* **TASK TO COMPLETE**:
Render the lines from the one containing "horse's tail, and" through the one containing "column 428, row 415" as a JSON list of strings, one string per line and no blank lines.
##############################
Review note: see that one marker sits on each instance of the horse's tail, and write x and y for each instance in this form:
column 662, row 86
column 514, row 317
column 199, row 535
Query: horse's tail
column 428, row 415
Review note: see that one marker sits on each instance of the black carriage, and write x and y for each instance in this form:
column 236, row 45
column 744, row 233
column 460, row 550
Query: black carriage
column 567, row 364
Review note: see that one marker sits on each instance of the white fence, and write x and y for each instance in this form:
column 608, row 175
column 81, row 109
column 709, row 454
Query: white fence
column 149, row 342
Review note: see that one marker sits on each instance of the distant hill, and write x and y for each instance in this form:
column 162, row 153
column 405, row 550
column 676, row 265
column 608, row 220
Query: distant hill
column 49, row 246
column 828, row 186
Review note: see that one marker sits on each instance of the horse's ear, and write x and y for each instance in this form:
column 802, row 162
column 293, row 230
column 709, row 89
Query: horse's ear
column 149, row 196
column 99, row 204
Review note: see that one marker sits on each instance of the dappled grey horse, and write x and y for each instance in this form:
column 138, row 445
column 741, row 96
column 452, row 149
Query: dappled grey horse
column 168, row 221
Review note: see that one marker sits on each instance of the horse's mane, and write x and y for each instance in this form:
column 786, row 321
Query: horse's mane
##############################
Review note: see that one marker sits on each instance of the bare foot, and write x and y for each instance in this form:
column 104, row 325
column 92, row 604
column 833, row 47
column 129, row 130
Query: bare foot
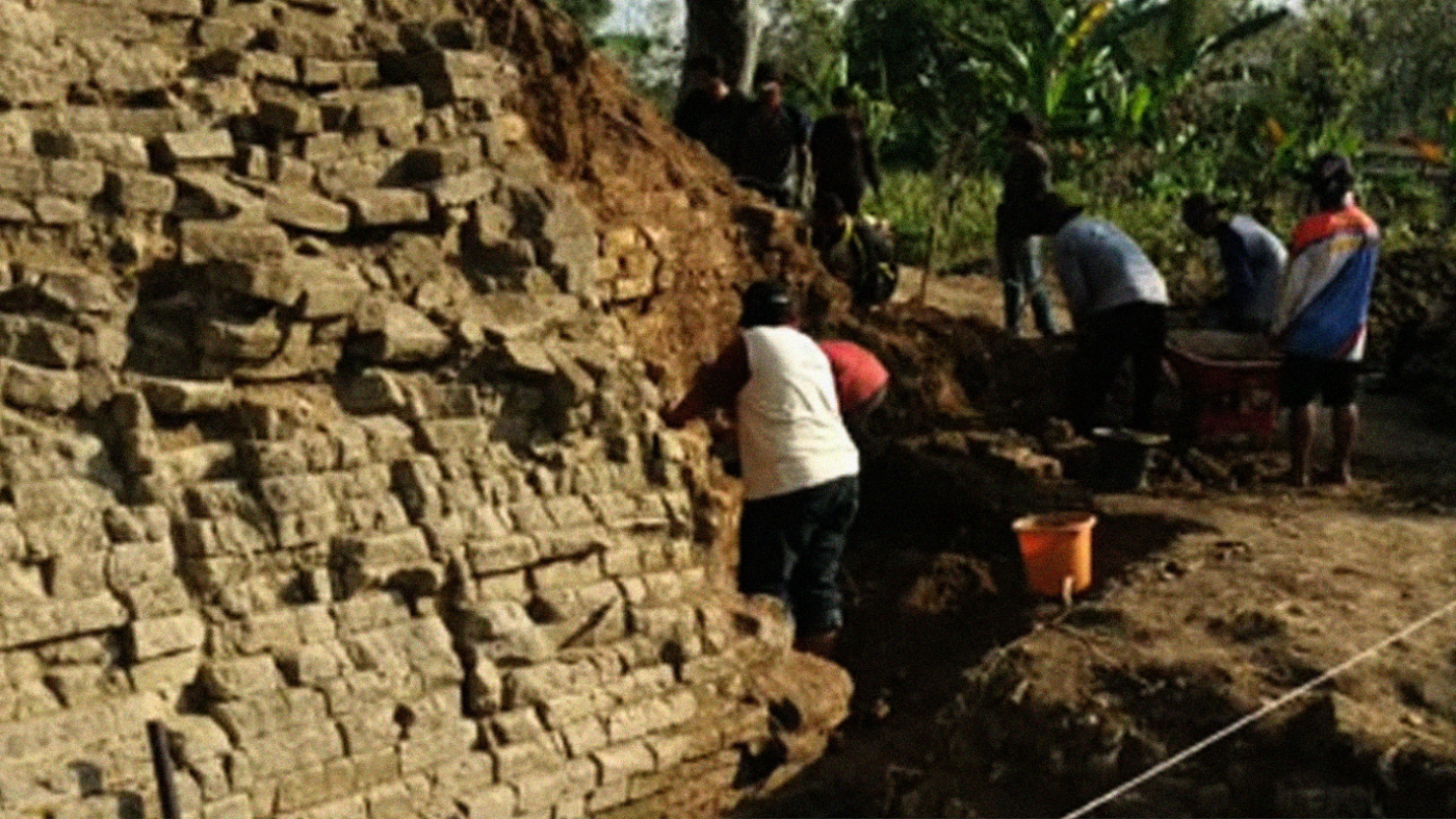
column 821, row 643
##############################
* **FINAL RESULT**:
[
  "Review note: see that one marker sits on each instance of the horse's tail, and write x and y for each instance in this form:",
  "column 662, row 86",
  "column 514, row 317",
  "column 199, row 535",
  "Query: horse's tail",
  "column 428, row 415"
]